╭─ Available records
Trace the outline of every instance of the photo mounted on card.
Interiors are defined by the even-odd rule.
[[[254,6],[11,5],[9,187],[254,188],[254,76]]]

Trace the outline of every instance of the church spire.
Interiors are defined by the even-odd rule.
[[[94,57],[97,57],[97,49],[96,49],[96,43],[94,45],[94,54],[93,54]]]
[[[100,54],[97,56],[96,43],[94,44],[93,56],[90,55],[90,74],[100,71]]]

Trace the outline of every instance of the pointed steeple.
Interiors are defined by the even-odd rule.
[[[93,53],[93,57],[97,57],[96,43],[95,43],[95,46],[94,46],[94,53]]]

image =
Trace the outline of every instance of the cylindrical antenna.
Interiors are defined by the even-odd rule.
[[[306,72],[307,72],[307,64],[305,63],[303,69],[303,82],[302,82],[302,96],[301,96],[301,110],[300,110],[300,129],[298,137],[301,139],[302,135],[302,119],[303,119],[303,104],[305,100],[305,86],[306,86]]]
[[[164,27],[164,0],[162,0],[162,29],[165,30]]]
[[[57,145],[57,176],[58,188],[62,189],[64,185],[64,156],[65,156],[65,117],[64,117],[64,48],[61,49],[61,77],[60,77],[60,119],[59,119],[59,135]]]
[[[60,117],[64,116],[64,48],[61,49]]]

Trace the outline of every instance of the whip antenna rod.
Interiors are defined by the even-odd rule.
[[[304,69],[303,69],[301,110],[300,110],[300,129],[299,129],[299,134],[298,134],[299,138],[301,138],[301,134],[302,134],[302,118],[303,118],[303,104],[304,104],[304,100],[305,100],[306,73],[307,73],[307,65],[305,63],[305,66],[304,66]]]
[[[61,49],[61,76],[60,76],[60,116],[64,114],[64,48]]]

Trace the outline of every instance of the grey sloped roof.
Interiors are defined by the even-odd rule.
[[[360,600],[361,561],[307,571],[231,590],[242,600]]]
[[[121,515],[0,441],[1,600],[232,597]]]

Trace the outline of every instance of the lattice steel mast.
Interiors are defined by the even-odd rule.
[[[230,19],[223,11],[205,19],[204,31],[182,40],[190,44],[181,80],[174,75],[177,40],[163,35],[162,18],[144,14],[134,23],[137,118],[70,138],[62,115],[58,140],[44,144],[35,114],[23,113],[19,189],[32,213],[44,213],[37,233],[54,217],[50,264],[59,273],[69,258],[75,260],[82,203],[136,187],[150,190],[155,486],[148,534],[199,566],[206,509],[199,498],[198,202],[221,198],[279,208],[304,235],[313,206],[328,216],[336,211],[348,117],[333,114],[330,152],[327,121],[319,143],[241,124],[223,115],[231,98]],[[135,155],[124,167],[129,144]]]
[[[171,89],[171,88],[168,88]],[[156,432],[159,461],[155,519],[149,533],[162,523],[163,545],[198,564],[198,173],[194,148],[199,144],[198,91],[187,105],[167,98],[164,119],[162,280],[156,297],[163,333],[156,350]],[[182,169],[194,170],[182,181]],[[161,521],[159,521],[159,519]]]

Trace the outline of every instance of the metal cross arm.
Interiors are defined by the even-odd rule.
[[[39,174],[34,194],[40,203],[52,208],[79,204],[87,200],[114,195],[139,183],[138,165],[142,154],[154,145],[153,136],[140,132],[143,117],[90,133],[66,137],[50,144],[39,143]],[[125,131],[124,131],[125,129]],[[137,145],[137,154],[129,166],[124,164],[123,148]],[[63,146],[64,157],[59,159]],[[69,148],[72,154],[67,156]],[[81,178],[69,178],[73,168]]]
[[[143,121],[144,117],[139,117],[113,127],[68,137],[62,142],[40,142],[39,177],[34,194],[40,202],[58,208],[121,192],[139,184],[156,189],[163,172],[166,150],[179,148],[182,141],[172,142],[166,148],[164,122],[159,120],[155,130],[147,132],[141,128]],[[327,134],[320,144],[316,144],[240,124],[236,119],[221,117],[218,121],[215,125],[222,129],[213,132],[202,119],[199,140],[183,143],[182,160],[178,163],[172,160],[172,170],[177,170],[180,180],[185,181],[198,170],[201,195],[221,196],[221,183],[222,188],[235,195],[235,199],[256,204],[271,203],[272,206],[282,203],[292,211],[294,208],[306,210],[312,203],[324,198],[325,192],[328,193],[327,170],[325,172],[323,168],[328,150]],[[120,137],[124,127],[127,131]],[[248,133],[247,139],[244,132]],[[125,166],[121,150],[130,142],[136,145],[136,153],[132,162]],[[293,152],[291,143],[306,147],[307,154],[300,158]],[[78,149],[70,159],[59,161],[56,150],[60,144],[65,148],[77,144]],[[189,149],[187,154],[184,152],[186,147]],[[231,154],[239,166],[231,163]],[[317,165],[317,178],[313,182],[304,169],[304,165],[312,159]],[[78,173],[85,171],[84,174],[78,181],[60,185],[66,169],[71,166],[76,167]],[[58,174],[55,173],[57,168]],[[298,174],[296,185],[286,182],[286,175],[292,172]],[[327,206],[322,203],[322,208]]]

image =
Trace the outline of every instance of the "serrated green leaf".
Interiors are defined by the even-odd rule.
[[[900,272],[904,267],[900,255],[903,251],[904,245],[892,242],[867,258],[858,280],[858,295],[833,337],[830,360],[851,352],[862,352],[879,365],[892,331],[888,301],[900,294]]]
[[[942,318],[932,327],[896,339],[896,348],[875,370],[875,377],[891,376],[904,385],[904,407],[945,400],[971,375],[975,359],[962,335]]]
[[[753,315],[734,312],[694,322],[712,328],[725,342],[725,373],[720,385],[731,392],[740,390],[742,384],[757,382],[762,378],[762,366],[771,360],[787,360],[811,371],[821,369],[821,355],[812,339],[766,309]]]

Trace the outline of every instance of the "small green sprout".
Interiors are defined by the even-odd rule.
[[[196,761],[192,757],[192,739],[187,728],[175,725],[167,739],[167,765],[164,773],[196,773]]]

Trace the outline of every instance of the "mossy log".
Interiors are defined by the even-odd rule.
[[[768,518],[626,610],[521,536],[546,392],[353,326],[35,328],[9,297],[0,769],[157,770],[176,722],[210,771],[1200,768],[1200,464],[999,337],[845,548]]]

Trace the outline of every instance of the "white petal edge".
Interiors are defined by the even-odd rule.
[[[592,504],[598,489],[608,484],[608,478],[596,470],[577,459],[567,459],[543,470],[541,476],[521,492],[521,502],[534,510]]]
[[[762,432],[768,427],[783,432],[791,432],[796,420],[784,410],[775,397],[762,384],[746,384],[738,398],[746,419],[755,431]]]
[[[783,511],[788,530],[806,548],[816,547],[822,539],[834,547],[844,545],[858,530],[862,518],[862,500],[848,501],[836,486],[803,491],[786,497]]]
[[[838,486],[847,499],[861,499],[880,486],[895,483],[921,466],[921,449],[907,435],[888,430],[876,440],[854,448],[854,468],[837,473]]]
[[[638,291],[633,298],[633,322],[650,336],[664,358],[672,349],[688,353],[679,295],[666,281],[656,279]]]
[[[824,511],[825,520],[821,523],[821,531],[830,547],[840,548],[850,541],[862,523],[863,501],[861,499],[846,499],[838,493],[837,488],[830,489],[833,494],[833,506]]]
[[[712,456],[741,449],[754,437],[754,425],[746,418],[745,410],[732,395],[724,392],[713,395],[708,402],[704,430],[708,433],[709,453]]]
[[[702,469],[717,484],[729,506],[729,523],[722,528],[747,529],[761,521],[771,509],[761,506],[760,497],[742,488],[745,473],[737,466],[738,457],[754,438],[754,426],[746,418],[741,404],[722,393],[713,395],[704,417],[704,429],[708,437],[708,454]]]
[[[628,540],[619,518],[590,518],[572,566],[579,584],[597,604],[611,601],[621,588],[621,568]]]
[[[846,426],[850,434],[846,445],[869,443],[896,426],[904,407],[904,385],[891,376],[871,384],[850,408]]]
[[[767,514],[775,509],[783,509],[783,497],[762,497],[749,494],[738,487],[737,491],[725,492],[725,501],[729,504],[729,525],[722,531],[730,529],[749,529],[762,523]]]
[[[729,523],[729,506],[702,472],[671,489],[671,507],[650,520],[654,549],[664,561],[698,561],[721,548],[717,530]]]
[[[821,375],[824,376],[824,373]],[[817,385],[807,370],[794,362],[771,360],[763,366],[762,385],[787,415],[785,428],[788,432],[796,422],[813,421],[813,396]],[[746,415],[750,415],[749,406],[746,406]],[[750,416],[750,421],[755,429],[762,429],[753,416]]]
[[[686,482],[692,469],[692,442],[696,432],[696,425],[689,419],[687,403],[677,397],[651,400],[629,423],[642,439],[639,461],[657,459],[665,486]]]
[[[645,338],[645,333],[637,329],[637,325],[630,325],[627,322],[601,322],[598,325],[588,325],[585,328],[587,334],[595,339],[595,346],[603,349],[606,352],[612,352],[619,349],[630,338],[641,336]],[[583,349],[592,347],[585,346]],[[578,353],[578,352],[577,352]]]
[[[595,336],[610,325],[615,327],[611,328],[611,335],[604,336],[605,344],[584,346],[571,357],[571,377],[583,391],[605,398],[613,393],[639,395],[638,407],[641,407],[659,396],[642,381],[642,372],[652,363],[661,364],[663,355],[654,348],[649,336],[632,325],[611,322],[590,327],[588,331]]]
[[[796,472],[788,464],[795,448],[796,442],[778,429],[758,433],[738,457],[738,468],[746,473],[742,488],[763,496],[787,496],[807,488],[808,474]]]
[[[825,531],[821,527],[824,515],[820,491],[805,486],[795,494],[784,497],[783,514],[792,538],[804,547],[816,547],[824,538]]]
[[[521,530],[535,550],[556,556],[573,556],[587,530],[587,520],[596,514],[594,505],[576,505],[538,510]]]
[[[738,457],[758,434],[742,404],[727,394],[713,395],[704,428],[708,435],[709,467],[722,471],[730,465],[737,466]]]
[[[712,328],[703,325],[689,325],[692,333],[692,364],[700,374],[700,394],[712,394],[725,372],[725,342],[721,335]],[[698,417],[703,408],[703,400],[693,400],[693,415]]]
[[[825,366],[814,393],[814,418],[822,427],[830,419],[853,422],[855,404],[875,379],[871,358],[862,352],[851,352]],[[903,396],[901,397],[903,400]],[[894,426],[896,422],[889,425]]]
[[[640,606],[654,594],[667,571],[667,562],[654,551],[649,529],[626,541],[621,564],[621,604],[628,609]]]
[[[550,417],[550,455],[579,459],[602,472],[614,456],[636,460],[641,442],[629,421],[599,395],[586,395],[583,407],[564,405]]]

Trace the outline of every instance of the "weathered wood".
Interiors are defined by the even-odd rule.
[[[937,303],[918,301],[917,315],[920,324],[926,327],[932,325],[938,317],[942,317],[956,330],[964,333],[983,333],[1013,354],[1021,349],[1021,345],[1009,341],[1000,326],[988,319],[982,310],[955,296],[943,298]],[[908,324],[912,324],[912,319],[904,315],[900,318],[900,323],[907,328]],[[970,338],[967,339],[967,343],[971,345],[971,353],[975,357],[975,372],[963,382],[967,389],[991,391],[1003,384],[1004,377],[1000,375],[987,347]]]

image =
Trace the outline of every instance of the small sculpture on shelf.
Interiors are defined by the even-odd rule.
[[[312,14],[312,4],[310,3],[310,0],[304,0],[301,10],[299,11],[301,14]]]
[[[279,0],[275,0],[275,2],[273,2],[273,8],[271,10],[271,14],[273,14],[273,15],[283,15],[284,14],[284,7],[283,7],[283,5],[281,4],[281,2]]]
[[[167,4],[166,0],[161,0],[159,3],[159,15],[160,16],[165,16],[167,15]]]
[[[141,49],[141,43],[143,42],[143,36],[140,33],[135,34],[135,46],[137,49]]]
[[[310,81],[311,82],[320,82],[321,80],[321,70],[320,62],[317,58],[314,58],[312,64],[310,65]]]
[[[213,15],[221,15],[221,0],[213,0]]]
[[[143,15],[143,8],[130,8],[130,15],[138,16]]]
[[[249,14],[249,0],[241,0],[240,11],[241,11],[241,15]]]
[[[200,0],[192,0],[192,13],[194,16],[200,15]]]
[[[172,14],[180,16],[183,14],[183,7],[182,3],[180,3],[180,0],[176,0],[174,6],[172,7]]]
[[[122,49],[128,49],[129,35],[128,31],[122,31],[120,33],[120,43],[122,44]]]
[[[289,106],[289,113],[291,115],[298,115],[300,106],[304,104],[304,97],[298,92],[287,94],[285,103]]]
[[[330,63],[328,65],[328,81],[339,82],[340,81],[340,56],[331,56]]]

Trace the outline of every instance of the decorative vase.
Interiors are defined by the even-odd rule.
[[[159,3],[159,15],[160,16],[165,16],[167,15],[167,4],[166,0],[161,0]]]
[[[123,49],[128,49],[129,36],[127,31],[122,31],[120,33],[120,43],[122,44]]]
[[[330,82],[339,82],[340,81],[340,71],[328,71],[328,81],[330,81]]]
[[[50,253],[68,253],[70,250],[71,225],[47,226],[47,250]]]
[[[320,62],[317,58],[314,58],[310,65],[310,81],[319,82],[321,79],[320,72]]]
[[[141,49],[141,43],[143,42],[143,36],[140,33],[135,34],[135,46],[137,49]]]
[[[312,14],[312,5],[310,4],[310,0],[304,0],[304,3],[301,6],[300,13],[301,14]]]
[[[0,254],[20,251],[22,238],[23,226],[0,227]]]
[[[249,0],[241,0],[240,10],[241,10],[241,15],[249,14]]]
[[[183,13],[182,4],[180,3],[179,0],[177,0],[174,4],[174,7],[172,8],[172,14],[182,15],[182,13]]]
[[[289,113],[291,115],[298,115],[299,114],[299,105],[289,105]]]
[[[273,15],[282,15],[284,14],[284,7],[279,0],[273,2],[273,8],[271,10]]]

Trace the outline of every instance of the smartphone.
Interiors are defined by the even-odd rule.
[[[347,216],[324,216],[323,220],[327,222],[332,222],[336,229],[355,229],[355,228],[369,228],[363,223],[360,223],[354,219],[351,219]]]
╰─
**Problem description**: The lines to return begin at the first line of the records and end at the line holding "Trace the outline of every instance of the cylindrical"; please return them exactly, including both, and nothing beyond.

**Answer to this task**:
Trace the outline of every instance of the photo mounted on card.
Interiors are defined by the even-odd rule.
[[[254,6],[11,5],[9,187],[254,188],[254,76]]]

Trace the outline of every instance of the church spire.
Interiors are defined by the even-odd rule.
[[[94,57],[97,57],[97,49],[96,49],[96,43],[94,45],[94,54],[93,54]]]
[[[100,54],[97,56],[96,43],[94,44],[93,56],[90,55],[90,74],[100,71]]]

Trace the outline of every instance of the pointed steeple.
Interiors are defined by the even-odd rule.
[[[93,53],[93,57],[97,57],[96,43],[95,43],[95,46],[94,46],[94,53]]]

image =
Trace the outline of every instance of the cylindrical antenna.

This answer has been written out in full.